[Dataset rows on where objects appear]

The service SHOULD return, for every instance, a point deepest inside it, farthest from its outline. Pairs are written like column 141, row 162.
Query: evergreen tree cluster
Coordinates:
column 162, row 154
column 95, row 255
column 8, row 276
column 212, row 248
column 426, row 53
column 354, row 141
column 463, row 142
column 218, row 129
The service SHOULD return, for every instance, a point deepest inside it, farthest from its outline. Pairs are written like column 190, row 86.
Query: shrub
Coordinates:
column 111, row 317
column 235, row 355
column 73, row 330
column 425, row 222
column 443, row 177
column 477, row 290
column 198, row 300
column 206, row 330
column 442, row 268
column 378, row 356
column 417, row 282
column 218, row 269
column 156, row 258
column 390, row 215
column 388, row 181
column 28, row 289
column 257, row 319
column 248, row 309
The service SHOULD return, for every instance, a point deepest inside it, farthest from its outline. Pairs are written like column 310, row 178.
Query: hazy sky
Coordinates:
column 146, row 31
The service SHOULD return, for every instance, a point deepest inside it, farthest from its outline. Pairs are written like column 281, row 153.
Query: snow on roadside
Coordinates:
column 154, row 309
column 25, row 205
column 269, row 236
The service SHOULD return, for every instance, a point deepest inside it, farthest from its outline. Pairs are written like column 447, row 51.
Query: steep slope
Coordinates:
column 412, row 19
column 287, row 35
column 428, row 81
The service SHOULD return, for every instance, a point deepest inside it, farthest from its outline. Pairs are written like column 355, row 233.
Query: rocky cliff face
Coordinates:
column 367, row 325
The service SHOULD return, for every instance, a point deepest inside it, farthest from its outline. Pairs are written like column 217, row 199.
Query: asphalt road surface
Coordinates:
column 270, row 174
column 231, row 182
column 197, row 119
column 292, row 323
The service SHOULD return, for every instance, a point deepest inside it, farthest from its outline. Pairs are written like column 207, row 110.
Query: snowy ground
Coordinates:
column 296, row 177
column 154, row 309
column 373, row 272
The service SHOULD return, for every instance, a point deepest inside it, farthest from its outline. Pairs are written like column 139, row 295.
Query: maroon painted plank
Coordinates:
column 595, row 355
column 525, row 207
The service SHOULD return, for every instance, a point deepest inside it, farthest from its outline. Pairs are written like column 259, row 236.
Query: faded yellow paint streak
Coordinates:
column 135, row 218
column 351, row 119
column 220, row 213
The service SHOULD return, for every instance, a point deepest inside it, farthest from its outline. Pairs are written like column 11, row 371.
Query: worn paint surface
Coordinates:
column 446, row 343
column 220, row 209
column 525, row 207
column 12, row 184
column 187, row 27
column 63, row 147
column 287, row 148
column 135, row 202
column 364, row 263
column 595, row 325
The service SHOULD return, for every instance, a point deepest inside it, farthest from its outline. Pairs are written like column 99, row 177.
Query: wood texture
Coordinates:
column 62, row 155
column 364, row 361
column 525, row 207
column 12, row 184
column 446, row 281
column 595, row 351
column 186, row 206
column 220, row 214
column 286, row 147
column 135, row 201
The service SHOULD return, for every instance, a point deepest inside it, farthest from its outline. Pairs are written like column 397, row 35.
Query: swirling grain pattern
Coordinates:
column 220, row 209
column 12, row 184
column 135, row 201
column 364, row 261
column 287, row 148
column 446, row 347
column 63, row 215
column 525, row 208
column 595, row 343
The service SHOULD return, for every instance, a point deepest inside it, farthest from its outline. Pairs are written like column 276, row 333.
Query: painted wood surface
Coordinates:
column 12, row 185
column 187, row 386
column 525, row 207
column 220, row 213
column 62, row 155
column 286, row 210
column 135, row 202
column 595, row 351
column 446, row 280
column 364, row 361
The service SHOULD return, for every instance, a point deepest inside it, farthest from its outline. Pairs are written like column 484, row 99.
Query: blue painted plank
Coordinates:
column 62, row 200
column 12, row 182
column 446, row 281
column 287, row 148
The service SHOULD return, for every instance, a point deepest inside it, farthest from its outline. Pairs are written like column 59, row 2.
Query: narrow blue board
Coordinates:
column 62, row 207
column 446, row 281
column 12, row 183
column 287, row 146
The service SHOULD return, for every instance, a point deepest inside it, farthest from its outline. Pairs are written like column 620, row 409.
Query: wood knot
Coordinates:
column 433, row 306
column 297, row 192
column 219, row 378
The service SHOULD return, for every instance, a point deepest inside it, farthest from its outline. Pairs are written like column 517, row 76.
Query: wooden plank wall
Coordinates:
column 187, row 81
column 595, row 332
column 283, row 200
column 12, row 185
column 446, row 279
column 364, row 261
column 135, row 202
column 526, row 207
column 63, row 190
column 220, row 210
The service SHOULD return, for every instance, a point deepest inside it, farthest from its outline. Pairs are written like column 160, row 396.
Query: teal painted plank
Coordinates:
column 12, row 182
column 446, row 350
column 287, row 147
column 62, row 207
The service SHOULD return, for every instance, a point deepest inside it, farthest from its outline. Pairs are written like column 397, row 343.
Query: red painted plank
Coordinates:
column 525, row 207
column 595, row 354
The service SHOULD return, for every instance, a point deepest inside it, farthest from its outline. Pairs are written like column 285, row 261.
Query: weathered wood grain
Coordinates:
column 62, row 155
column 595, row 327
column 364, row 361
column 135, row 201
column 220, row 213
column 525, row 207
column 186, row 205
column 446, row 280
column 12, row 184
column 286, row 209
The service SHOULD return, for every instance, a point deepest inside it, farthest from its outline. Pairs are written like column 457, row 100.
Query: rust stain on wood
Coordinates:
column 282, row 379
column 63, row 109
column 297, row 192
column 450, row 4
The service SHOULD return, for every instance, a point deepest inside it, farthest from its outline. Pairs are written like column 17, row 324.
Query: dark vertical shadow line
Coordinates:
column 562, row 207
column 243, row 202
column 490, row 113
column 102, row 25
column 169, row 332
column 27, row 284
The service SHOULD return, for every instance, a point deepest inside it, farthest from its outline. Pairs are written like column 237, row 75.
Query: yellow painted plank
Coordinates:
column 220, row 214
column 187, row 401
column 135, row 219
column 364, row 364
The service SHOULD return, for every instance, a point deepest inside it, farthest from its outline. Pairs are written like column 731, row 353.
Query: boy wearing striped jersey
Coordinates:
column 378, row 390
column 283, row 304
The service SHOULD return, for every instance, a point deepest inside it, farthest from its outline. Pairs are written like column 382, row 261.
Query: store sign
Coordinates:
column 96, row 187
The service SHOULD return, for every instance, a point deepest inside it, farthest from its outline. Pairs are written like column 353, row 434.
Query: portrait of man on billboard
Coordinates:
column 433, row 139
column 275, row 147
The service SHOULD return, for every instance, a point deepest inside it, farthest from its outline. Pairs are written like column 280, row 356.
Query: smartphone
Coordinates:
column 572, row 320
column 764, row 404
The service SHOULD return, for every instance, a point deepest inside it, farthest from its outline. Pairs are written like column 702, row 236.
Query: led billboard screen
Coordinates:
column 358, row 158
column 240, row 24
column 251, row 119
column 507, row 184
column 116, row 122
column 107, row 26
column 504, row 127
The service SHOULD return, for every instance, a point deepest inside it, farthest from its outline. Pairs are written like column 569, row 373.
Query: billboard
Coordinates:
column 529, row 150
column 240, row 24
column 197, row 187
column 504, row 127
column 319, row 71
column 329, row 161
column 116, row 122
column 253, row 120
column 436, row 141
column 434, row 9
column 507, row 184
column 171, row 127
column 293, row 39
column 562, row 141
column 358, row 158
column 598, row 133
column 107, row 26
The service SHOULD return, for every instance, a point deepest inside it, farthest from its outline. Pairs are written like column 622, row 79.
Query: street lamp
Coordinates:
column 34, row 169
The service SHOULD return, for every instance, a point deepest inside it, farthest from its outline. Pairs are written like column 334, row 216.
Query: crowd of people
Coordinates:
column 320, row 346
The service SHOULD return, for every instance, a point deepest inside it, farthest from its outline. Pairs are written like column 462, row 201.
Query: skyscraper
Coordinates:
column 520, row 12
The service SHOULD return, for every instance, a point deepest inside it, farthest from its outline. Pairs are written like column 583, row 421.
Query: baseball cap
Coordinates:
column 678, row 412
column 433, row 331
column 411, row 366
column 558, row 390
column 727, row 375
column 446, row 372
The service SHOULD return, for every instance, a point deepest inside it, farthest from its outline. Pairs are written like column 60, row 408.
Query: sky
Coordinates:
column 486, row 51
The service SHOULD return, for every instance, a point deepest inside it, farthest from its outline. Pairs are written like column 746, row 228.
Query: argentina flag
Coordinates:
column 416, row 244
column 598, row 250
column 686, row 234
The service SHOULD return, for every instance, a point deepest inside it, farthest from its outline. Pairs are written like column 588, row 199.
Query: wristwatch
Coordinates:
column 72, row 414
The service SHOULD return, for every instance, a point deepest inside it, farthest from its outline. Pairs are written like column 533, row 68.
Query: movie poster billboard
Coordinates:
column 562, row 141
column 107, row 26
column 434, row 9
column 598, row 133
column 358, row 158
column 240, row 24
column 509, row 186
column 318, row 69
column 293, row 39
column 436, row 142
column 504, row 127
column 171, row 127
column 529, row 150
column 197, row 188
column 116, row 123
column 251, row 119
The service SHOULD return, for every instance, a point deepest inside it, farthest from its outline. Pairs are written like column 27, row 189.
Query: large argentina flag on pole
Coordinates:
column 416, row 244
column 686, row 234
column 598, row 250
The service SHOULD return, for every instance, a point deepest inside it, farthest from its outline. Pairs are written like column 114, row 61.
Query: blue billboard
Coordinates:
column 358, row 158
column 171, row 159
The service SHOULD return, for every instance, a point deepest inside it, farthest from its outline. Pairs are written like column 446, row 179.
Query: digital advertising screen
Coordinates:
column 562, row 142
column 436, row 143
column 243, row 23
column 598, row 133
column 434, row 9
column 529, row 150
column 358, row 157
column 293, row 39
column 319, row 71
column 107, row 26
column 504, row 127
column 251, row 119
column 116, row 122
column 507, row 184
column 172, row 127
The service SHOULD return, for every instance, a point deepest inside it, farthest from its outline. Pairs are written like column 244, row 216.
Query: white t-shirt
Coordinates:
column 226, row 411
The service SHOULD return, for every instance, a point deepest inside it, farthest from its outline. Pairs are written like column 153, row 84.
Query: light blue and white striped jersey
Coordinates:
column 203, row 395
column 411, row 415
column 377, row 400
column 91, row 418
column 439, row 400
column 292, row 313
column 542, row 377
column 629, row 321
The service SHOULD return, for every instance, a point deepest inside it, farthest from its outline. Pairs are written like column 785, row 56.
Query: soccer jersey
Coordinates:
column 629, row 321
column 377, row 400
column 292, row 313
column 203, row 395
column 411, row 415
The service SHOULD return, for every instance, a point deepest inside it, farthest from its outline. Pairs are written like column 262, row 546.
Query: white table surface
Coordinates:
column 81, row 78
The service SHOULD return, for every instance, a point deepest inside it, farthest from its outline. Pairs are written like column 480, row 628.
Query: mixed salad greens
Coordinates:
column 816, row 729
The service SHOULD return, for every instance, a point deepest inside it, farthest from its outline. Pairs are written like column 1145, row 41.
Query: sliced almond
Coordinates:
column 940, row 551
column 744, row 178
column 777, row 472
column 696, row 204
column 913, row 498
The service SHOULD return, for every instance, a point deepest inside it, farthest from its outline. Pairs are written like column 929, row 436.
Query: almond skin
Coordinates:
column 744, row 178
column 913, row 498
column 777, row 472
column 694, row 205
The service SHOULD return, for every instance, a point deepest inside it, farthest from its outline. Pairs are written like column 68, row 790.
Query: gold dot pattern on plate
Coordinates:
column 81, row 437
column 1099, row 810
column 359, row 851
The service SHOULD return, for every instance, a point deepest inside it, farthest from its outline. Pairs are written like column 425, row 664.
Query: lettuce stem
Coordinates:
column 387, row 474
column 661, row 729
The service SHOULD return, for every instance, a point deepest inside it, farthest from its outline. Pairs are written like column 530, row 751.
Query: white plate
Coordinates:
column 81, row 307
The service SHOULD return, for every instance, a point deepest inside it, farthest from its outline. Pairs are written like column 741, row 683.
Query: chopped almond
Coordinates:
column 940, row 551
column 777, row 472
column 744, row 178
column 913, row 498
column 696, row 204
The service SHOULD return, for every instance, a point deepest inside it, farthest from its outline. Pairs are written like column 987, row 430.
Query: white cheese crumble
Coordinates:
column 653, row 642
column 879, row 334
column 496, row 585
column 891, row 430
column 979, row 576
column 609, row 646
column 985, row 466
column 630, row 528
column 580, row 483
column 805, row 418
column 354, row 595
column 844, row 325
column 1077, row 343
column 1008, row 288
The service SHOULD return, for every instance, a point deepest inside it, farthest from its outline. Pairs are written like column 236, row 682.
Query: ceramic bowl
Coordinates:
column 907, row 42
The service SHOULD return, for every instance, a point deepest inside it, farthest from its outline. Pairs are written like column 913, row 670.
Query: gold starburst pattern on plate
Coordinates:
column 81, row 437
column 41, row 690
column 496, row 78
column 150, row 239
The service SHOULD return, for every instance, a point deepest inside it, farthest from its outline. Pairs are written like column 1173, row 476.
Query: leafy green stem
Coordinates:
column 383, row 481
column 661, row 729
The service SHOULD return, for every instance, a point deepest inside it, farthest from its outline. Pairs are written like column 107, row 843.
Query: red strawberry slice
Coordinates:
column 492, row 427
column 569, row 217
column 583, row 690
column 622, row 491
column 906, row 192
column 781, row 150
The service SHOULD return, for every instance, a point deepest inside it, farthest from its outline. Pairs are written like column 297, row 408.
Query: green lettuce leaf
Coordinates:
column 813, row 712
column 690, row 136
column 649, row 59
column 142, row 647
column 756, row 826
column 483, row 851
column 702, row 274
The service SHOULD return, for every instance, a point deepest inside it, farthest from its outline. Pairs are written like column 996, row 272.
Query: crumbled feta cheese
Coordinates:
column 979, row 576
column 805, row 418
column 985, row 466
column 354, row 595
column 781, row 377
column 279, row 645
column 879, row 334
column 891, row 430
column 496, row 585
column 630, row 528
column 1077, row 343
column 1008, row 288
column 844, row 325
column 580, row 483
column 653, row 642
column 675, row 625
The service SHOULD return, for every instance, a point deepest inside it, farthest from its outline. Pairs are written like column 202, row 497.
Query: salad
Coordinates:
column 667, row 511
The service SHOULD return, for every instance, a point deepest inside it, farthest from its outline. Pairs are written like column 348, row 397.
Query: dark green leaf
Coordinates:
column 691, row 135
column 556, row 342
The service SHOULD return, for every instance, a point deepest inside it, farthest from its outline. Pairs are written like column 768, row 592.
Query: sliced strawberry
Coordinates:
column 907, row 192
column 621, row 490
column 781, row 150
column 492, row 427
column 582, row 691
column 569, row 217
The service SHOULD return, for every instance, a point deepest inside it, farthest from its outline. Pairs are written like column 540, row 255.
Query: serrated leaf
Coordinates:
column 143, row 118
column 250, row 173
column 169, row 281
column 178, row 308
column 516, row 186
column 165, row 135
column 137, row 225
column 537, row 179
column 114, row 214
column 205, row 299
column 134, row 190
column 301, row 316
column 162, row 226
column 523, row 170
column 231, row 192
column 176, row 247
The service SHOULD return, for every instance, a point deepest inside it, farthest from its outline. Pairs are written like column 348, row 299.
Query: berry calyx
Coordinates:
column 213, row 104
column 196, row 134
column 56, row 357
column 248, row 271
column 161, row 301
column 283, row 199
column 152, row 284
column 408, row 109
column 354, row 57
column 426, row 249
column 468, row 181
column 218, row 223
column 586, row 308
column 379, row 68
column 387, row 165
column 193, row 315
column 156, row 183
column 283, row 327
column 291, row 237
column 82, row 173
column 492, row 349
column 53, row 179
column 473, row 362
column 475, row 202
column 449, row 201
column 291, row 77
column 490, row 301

**What the task asks**
Render everything from the start of the records down to the line containing "column 218, row 129", both ends included, as a Markdown table with the columns No. and Text. Omit blank lines.

**Solution for this task**
| No. | Text |
|---|---|
| 1 | The service SHOULD return, for every instance, a point deepest inside it, farthest from its outline. Pairs are written like column 141, row 162. |
| 2 | Query: evergreen tree cluster |
| 3 | Coordinates: |
| 4 | column 162, row 154 |
| 5 | column 95, row 255 |
| 6 | column 8, row 276 |
| 7 | column 212, row 248 |
| 8 | column 426, row 53 |
| 9 | column 354, row 141 |
| 10 | column 463, row 142 |
| 11 | column 218, row 129 |